- _Extracted records_
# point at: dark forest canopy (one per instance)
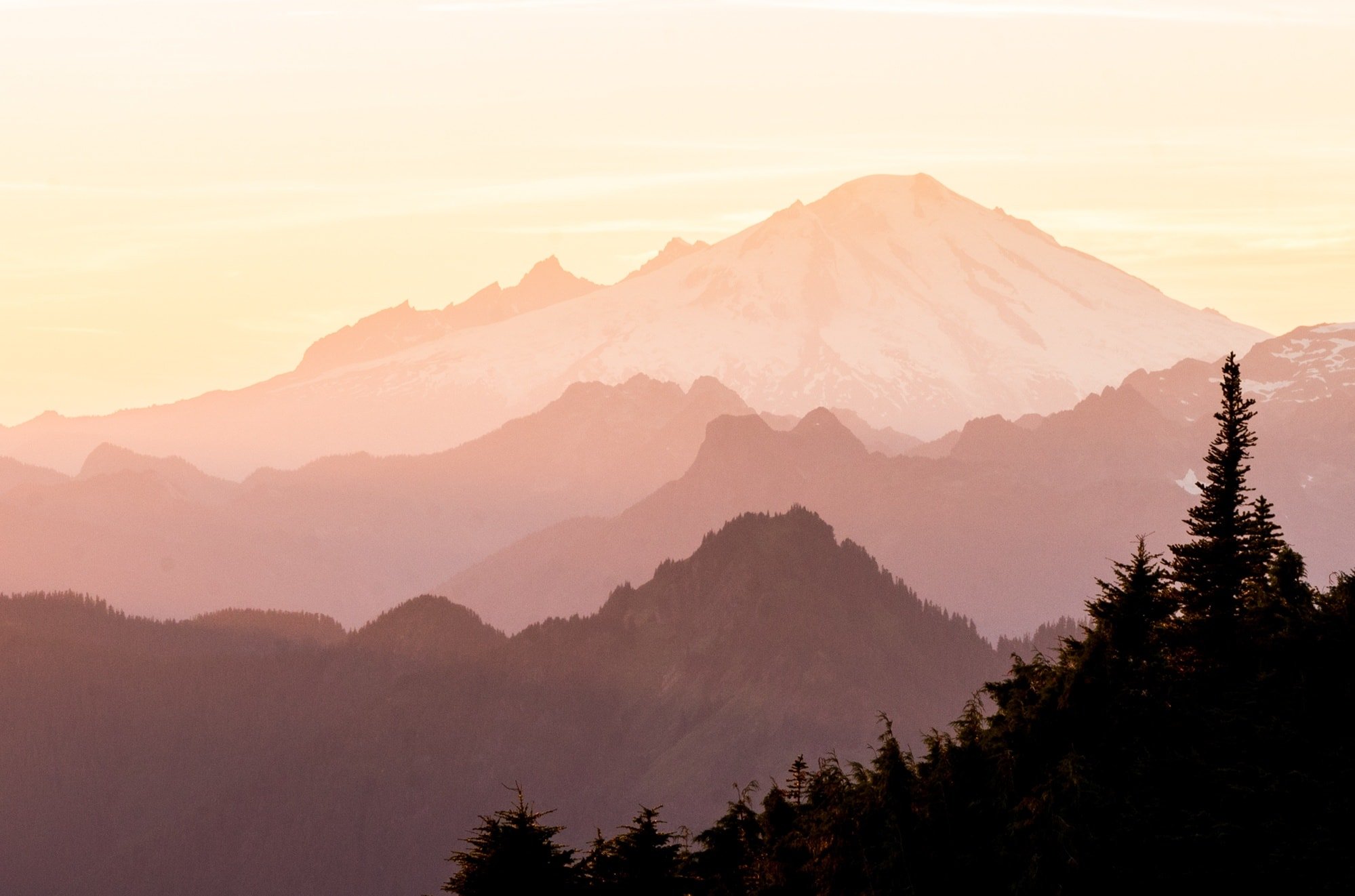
(1189, 741)
(262, 753)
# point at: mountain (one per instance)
(400, 327)
(674, 250)
(12, 474)
(891, 298)
(352, 535)
(179, 757)
(1007, 524)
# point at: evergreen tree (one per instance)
(1266, 540)
(643, 859)
(797, 780)
(1135, 605)
(727, 864)
(511, 852)
(1213, 569)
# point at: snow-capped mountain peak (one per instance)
(891, 298)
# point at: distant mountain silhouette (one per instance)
(397, 329)
(892, 298)
(348, 536)
(152, 757)
(1005, 523)
(12, 474)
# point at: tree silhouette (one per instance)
(643, 859)
(1133, 605)
(511, 852)
(1213, 569)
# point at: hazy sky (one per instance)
(191, 190)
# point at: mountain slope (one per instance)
(892, 298)
(351, 535)
(1009, 525)
(141, 757)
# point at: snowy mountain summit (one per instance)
(891, 298)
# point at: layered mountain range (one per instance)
(1009, 523)
(254, 753)
(1006, 523)
(891, 298)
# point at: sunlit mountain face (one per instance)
(891, 298)
(568, 447)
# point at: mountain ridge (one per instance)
(891, 298)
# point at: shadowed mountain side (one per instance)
(142, 757)
(348, 536)
(1009, 528)
(12, 474)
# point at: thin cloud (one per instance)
(1202, 14)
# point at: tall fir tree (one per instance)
(511, 852)
(1133, 605)
(643, 859)
(1215, 567)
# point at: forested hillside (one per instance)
(270, 753)
(1185, 744)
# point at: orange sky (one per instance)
(194, 190)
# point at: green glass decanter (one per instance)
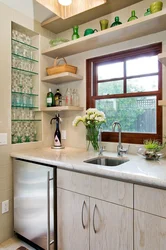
(75, 33)
(117, 22)
(133, 16)
(147, 12)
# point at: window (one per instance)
(126, 86)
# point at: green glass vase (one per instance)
(148, 12)
(117, 22)
(75, 33)
(133, 16)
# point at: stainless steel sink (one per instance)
(107, 161)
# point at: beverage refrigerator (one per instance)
(34, 203)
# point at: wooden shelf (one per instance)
(61, 108)
(162, 102)
(141, 27)
(162, 58)
(62, 77)
(57, 24)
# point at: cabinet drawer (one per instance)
(150, 200)
(114, 191)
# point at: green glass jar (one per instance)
(133, 16)
(148, 12)
(75, 33)
(117, 22)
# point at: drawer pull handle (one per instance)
(82, 215)
(95, 231)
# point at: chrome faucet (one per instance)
(101, 148)
(120, 149)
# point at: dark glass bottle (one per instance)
(50, 99)
(117, 22)
(57, 134)
(75, 33)
(58, 98)
(133, 16)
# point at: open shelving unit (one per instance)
(62, 108)
(25, 124)
(56, 24)
(137, 28)
(62, 78)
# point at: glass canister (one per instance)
(75, 32)
(117, 22)
(133, 16)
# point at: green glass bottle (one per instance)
(50, 99)
(133, 16)
(117, 22)
(58, 98)
(147, 12)
(75, 33)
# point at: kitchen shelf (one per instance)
(30, 73)
(162, 102)
(62, 77)
(25, 44)
(143, 26)
(23, 93)
(57, 24)
(23, 57)
(62, 108)
(162, 58)
(24, 107)
(28, 120)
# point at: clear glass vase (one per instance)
(92, 135)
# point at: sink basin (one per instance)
(107, 161)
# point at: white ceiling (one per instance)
(29, 8)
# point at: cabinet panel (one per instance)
(73, 221)
(150, 200)
(149, 232)
(113, 225)
(97, 187)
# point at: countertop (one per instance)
(136, 170)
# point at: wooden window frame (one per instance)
(91, 90)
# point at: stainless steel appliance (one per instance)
(34, 202)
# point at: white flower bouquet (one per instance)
(92, 121)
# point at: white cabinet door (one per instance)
(149, 232)
(111, 226)
(73, 220)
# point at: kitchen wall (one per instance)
(7, 15)
(76, 135)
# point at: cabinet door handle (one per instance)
(48, 211)
(94, 219)
(82, 214)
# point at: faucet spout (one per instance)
(119, 147)
(101, 148)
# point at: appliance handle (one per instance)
(94, 229)
(82, 215)
(48, 211)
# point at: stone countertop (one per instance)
(136, 170)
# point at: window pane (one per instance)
(143, 65)
(110, 88)
(110, 71)
(142, 84)
(135, 114)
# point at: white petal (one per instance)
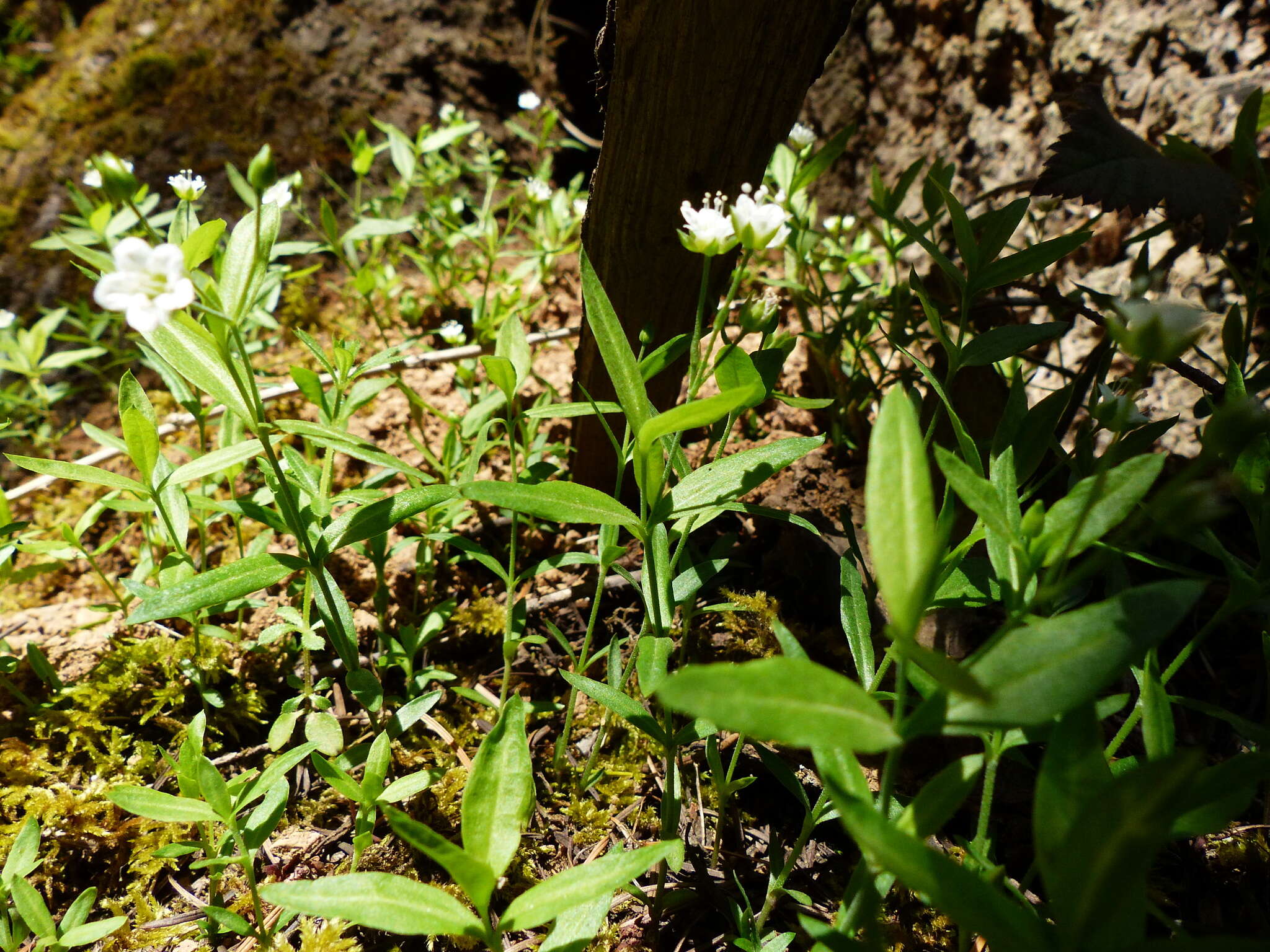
(116, 291)
(178, 296)
(131, 254)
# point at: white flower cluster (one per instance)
(146, 284)
(278, 193)
(756, 221)
(802, 136)
(538, 190)
(453, 333)
(187, 186)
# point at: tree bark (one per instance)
(699, 94)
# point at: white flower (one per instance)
(278, 193)
(760, 223)
(187, 186)
(453, 333)
(93, 175)
(709, 230)
(1157, 330)
(802, 136)
(538, 190)
(146, 284)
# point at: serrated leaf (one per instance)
(1100, 162)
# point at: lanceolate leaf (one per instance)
(156, 805)
(584, 884)
(379, 902)
(620, 703)
(216, 461)
(733, 477)
(213, 588)
(1096, 506)
(615, 350)
(474, 876)
(499, 792)
(786, 700)
(247, 258)
(79, 472)
(558, 501)
(954, 890)
(901, 512)
(192, 352)
(1047, 668)
(368, 521)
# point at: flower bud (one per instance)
(117, 179)
(263, 172)
(1117, 412)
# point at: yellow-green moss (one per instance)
(483, 616)
(751, 626)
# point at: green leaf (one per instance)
(559, 412)
(1041, 671)
(558, 501)
(1096, 883)
(786, 700)
(500, 374)
(649, 460)
(733, 477)
(575, 928)
(901, 513)
(201, 243)
(379, 902)
(1030, 260)
(211, 588)
(349, 444)
(247, 259)
(192, 352)
(438, 140)
(156, 805)
(512, 346)
(31, 907)
(1096, 506)
(376, 227)
(216, 461)
(277, 770)
(975, 491)
(1002, 343)
(584, 884)
(620, 703)
(951, 889)
(473, 876)
(140, 428)
(368, 521)
(88, 933)
(79, 472)
(499, 794)
(615, 350)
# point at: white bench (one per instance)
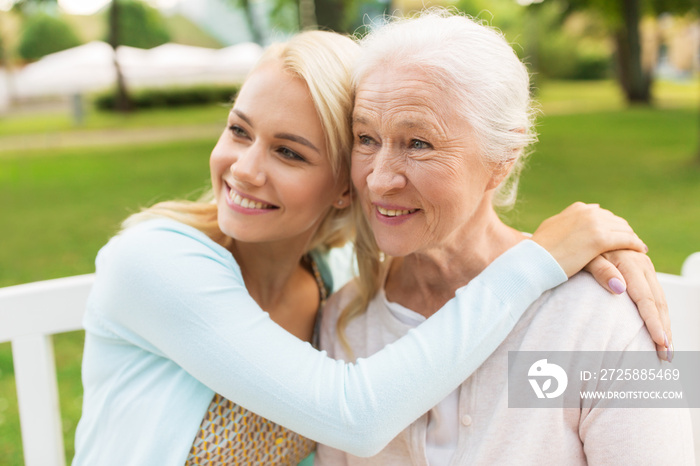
(30, 314)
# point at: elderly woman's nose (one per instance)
(386, 174)
(248, 166)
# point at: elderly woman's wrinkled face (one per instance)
(415, 163)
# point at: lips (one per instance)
(247, 202)
(395, 212)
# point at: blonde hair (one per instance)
(324, 61)
(489, 87)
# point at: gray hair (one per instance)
(473, 62)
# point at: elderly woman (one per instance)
(441, 121)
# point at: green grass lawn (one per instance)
(57, 209)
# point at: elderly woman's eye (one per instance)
(365, 140)
(418, 144)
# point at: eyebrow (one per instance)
(290, 137)
(405, 123)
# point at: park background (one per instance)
(617, 81)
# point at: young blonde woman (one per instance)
(198, 327)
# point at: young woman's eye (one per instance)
(238, 131)
(418, 144)
(290, 154)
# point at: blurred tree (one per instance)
(122, 102)
(335, 15)
(138, 24)
(133, 23)
(253, 25)
(623, 17)
(43, 34)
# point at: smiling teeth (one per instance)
(247, 203)
(394, 213)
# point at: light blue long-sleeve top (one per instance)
(169, 323)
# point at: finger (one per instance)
(606, 274)
(661, 304)
(639, 290)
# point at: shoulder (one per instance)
(157, 242)
(581, 315)
(152, 236)
(329, 318)
(162, 255)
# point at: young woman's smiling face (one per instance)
(270, 171)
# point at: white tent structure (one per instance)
(90, 67)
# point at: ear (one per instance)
(500, 173)
(502, 169)
(343, 201)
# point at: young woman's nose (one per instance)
(249, 166)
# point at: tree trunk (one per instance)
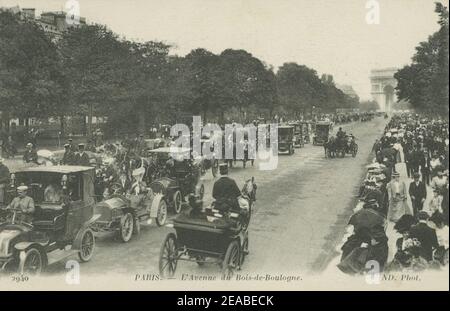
(90, 115)
(141, 123)
(61, 126)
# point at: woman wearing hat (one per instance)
(397, 193)
(30, 155)
(23, 203)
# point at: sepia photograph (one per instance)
(224, 145)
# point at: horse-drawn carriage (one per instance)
(211, 236)
(180, 177)
(286, 139)
(341, 146)
(60, 225)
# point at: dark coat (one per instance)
(4, 174)
(69, 158)
(427, 238)
(30, 156)
(226, 192)
(82, 159)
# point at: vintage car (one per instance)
(286, 139)
(209, 235)
(322, 133)
(180, 180)
(59, 227)
(306, 130)
(124, 215)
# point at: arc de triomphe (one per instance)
(383, 87)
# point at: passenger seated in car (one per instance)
(24, 204)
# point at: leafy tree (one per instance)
(29, 69)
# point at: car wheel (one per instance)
(161, 216)
(137, 226)
(231, 260)
(126, 227)
(177, 201)
(31, 262)
(87, 246)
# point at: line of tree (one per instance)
(425, 82)
(91, 71)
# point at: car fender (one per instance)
(155, 205)
(21, 247)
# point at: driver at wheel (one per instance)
(340, 134)
(225, 191)
(24, 204)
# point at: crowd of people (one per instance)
(402, 219)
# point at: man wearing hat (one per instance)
(72, 145)
(30, 155)
(225, 189)
(69, 156)
(81, 157)
(4, 180)
(418, 193)
(23, 203)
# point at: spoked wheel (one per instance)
(355, 151)
(215, 167)
(177, 201)
(244, 251)
(87, 246)
(137, 226)
(31, 262)
(126, 227)
(161, 216)
(231, 260)
(168, 257)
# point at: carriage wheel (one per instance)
(177, 201)
(31, 262)
(215, 168)
(137, 226)
(231, 260)
(161, 216)
(168, 256)
(126, 227)
(87, 246)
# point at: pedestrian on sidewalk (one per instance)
(418, 194)
(4, 180)
(397, 193)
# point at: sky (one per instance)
(330, 36)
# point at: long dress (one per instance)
(397, 200)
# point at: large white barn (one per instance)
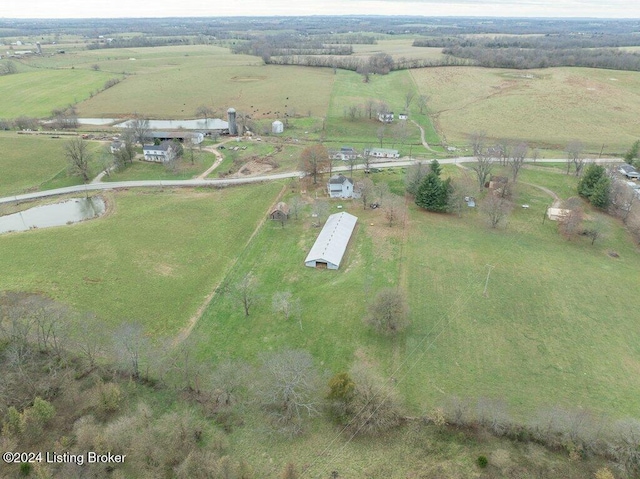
(329, 248)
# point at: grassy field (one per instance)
(547, 107)
(398, 48)
(543, 336)
(350, 90)
(36, 93)
(144, 170)
(172, 84)
(31, 162)
(152, 259)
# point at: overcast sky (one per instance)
(215, 8)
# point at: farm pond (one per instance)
(57, 214)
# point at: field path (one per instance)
(220, 156)
(423, 139)
(556, 198)
(186, 332)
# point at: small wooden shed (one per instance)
(280, 212)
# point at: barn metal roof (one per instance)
(333, 239)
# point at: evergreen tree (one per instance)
(591, 177)
(600, 194)
(433, 193)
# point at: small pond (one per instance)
(58, 214)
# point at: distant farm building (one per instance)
(557, 214)
(231, 120)
(340, 186)
(382, 153)
(346, 153)
(331, 244)
(385, 117)
(157, 153)
(280, 212)
(277, 127)
(116, 146)
(195, 137)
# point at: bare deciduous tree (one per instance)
(408, 98)
(496, 209)
(575, 157)
(423, 101)
(77, 154)
(314, 161)
(246, 292)
(284, 303)
(393, 208)
(295, 206)
(381, 133)
(138, 128)
(289, 388)
(204, 111)
(518, 155)
(483, 167)
(375, 406)
(414, 176)
(388, 312)
(131, 345)
(229, 382)
(365, 189)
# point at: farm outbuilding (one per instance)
(340, 186)
(280, 212)
(331, 244)
(277, 127)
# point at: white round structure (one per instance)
(277, 127)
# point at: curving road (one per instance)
(226, 181)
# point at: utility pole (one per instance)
(486, 284)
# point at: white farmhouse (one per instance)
(340, 186)
(157, 153)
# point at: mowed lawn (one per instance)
(28, 161)
(152, 259)
(552, 330)
(36, 93)
(38, 162)
(548, 107)
(168, 83)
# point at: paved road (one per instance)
(223, 181)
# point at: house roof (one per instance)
(281, 206)
(339, 180)
(626, 168)
(333, 239)
(383, 150)
(161, 147)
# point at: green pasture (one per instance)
(152, 259)
(398, 48)
(349, 90)
(173, 86)
(36, 93)
(145, 170)
(548, 108)
(279, 157)
(35, 162)
(551, 331)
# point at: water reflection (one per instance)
(65, 212)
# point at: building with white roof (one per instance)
(331, 244)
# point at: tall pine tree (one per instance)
(433, 193)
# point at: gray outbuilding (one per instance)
(331, 244)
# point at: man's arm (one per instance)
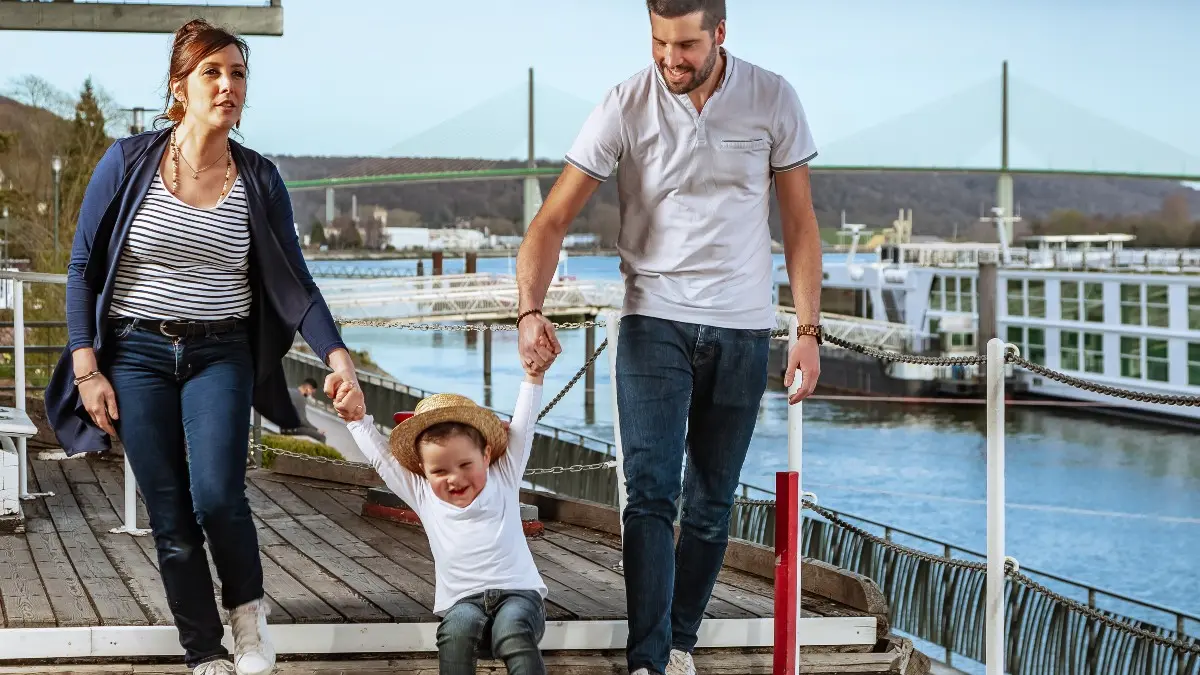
(802, 255)
(591, 160)
(802, 242)
(538, 256)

- _Exercise description_
Arrange as a numbered list the stretch from the line containing "# point at: green pasture (one per instance)" through the end of the items, leaving out blank lines and the pictures.

- _Solution to this task_
1. # point at: green pasture (one per instance)
2. (152, 259)
3. (398, 48)
4. (349, 90)
5. (173, 86)
6. (36, 93)
7. (145, 170)
8. (548, 108)
9. (279, 157)
10. (35, 162)
11. (551, 331)
12. # point at: water reflection (one per instance)
13. (65, 212)
14. # point at: building with white roof (one per instance)
15. (331, 244)
16. # point at: tall pine tree (one per instance)
17. (433, 193)
18. # point at: gray outbuilding (one per instance)
19. (331, 244)
20. # point at: man's arm (one per instance)
21. (802, 255)
22. (591, 160)
23. (802, 242)
24. (538, 256)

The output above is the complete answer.